Work required. Extract the lines below and reproduce each one exactly, leaving out the pictures.

Stored items
⁂
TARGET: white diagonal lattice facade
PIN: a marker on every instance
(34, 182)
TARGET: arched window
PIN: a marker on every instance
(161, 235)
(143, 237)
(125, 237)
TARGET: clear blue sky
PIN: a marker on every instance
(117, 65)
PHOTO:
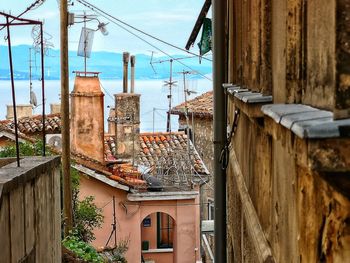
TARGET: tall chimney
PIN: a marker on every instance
(87, 117)
(132, 62)
(125, 71)
(22, 110)
(127, 127)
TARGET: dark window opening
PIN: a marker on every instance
(165, 230)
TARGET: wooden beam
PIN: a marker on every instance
(342, 90)
(261, 246)
(294, 51)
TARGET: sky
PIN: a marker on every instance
(168, 20)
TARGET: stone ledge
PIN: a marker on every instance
(162, 196)
(158, 250)
(247, 96)
(12, 176)
(307, 122)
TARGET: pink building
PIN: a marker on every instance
(148, 184)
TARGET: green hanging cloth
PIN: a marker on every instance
(205, 43)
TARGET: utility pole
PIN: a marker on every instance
(170, 84)
(67, 183)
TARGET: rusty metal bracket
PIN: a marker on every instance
(225, 152)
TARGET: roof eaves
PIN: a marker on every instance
(100, 177)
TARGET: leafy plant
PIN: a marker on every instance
(87, 216)
(25, 149)
(80, 248)
(120, 249)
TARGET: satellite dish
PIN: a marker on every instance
(54, 140)
(33, 99)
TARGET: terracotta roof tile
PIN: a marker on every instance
(201, 106)
(154, 147)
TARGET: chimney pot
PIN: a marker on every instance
(125, 71)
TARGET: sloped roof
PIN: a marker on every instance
(158, 146)
(31, 125)
(153, 148)
(201, 106)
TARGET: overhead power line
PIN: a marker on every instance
(95, 8)
(107, 16)
(33, 6)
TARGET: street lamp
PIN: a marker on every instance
(87, 34)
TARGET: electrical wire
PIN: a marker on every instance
(33, 6)
(102, 13)
(91, 6)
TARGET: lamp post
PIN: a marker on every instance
(84, 43)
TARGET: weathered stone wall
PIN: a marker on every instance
(30, 210)
(297, 51)
(302, 211)
(203, 138)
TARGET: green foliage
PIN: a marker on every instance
(87, 216)
(80, 248)
(25, 149)
(120, 249)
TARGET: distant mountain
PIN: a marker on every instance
(108, 63)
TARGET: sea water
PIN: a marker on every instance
(154, 102)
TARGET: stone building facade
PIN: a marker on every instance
(287, 196)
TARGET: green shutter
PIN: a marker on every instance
(205, 43)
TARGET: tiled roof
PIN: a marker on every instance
(155, 148)
(31, 125)
(201, 106)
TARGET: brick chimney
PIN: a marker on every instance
(111, 121)
(127, 124)
(87, 117)
(22, 110)
(55, 108)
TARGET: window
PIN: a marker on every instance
(165, 230)
(211, 210)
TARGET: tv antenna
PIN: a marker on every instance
(170, 83)
(32, 97)
(187, 92)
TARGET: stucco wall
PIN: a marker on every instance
(130, 215)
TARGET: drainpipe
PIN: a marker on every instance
(125, 71)
(132, 76)
(219, 72)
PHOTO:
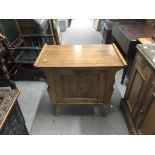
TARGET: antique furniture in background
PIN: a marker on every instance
(80, 74)
(12, 121)
(11, 117)
(23, 48)
(138, 105)
(125, 35)
(4, 73)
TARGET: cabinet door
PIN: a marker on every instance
(136, 89)
(80, 86)
(144, 120)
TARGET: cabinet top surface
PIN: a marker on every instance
(79, 56)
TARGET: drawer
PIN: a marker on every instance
(143, 66)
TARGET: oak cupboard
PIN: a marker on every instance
(80, 74)
(138, 105)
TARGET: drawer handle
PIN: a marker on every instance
(143, 64)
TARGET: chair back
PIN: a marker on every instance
(10, 29)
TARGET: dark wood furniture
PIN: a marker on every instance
(138, 105)
(12, 121)
(24, 49)
(126, 35)
(80, 74)
(4, 73)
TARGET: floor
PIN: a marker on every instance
(37, 107)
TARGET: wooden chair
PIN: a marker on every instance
(24, 49)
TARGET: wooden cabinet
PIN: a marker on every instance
(80, 74)
(138, 104)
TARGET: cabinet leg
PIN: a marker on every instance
(103, 110)
(57, 110)
(124, 73)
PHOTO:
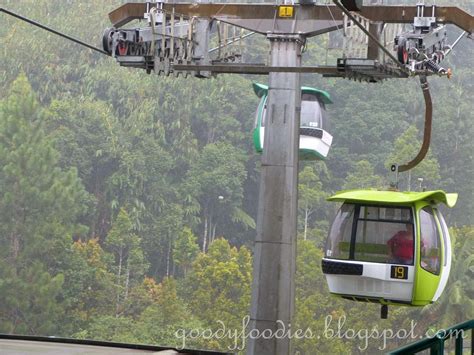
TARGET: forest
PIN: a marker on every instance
(128, 201)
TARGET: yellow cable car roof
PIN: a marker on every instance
(395, 197)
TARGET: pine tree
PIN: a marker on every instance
(39, 209)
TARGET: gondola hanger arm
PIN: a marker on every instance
(427, 130)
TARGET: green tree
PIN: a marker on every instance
(216, 181)
(130, 264)
(406, 147)
(40, 205)
(88, 286)
(311, 196)
(363, 177)
(218, 287)
(185, 250)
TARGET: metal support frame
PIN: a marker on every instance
(273, 287)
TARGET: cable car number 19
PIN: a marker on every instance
(399, 272)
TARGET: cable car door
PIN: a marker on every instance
(429, 257)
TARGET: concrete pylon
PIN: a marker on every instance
(273, 288)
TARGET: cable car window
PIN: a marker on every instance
(339, 241)
(309, 97)
(384, 235)
(325, 122)
(431, 247)
(310, 114)
(445, 234)
(264, 113)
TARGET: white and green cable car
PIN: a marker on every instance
(315, 141)
(389, 247)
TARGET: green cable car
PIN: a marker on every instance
(315, 141)
(389, 247)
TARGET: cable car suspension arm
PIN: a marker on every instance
(427, 131)
(37, 24)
⁂
In response.
TARGET: white diagonal lattice facade
PIN: a marker on every instance
(34, 182)
TARGET: arched window
PIN: a marker on every instance
(161, 235)
(143, 237)
(125, 237)
TARGET: clear blue sky
PIN: a marker on every instance
(117, 65)
PHOTO:
TARGET: tall chimney
PIN: a marker on every instance
(87, 117)
(132, 62)
(125, 71)
(22, 110)
(127, 127)
TARGET: dark window opening
PIN: a marker on every instance
(165, 230)
TARGET: wooden beam
PIN: a marker on every instance
(342, 90)
(261, 246)
(294, 51)
TARGET: sky
PIN: a marker on every instance
(168, 20)
TARGET: stone ledge
PIN: a marker on every instance
(162, 196)
(158, 250)
(247, 96)
(12, 176)
(307, 122)
TARGET: pink building
PIN: a marker on every instance
(148, 184)
TARGET: green hanging cloth
PIN: a marker on every instance
(205, 43)
TARGET: utility pole
PIN: a marker on every instance
(170, 84)
(67, 183)
TARGET: rusty metal bracket
PIN: a marker on every instance
(225, 152)
TARGET: roof eaves
PIN: a marker on every instance
(100, 177)
TARGET: leafy plant
PIN: a marker on every instance
(87, 216)
(25, 149)
(80, 248)
(120, 249)
TARGET: satellite dish
PIN: a marker on every instance
(54, 140)
(33, 99)
TARGET: terracotta roof tile
PIN: a marker on every instance
(201, 106)
(154, 147)
TARGET: chimney pot
PIN: a marker on every instance
(125, 71)
TARGET: sloped roof
PIN: a marker on every instance
(158, 146)
(31, 125)
(153, 148)
(201, 106)
TARGET: overhead power line
PIN: a marker on every instance
(95, 8)
(107, 16)
(33, 6)
TARGET: street lamp
PIN: a marker on every instance
(87, 34)
TARGET: electrical wire
PIN: a marker on every instance
(33, 6)
(102, 13)
(91, 6)
TARGET: lamp post
PIN: a marker on every instance
(84, 43)
TARGET: weathered stone wall
PIN: a marker on every instance
(30, 210)
(297, 51)
(302, 211)
(203, 138)
TARGET: green foliage
PIN: a marker on every instance
(87, 216)
(80, 248)
(25, 149)
(120, 249)
TARGET: distant mountain
PIN: a marker on every instance
(108, 63)
TARGET: sea water
PIN: a marker on every instance
(154, 102)
TARGET: stone building facade
PIN: a marker on every instance
(287, 196)
TARGET: green shutter
PIN: a marker on every instance
(205, 43)
TARGET: tiled roof
PIN: a marker on every instance
(155, 148)
(31, 125)
(201, 106)
TARGET: brick chimney
PIN: a marker on every instance
(111, 121)
(127, 124)
(87, 117)
(22, 110)
(55, 108)
TARGET: window
PIN: a marker on every instance
(165, 230)
(211, 210)
TARGET: tv antenna
PIN: a marker on every instance
(170, 83)
(32, 97)
(187, 92)
TARGET: stucco wall
PIN: a marker on every instance
(130, 215)
TARGET: drainpipe
PIN: a marker on every instance
(125, 71)
(132, 76)
(219, 72)
PHOTO:
TARGET: antique furniture in background
PIN: a marker on every instance
(80, 74)
(12, 121)
(11, 117)
(23, 48)
(138, 105)
(125, 35)
(4, 73)
TARGET: cabinet door
PIN: a marker on every instance
(136, 89)
(80, 86)
(144, 120)
TARGET: cabinet top surface
PIN: a marker on every instance
(79, 56)
TARGET: drawer
PIN: a marker on every instance
(143, 66)
TARGET: oak cupboard
PIN: a marker on every instance
(80, 74)
(138, 105)
TARGET: drawer handle
PIN: a marker on every instance
(143, 64)
TARGET: chair back
PIN: a marker on every instance
(10, 29)
TARGET: dark wood furniture
PIN: a marker on every instance
(138, 105)
(12, 121)
(24, 49)
(126, 35)
(80, 74)
(4, 73)
TARGET: floor
PIN: a marker on every instance
(37, 107)
TARGET: wooden chair
PIN: a marker on every instance
(24, 49)
TARGET: wooden cabinet
PIN: a marker on every instance
(80, 74)
(138, 104)
TARGET: cabinet leg
PIN: a marker on every instance
(103, 110)
(57, 110)
(124, 73)
PHOTO:
TARGET: forest
PIN: a marker on every instance
(128, 201)
TARGET: yellow cable car roof
PIN: a marker on every instance
(395, 197)
TARGET: pine tree
PIN: a marker on every instance
(39, 209)
TARGET: gondola hanger arm
PIN: a marker on every instance
(427, 130)
TARGET: green tree
PIN: a marker on every instance
(216, 181)
(130, 264)
(406, 147)
(40, 205)
(88, 286)
(311, 196)
(363, 177)
(218, 287)
(185, 250)
TARGET: metal support frame
PIN: a marker on every instance
(273, 287)
TARGET: cable car number 19
PIN: a marker on every instance
(399, 272)
TARGET: cable car door
PIN: a marker on every instance
(429, 257)
TARGET: concrete pylon
PIN: a marker on every instance
(273, 288)
TARGET: cable car window
PIN: a marker on every instance
(339, 241)
(309, 97)
(384, 235)
(325, 122)
(431, 247)
(310, 114)
(445, 234)
(264, 113)
TARGET: white and green cable car
PIN: a marker on every instance
(315, 141)
(389, 247)
TARGET: green cable car
PIN: a marker on every instance
(315, 141)
(389, 247)
TARGET: cable car suspension arm
PIN: a marker on every instance
(427, 131)
(37, 24)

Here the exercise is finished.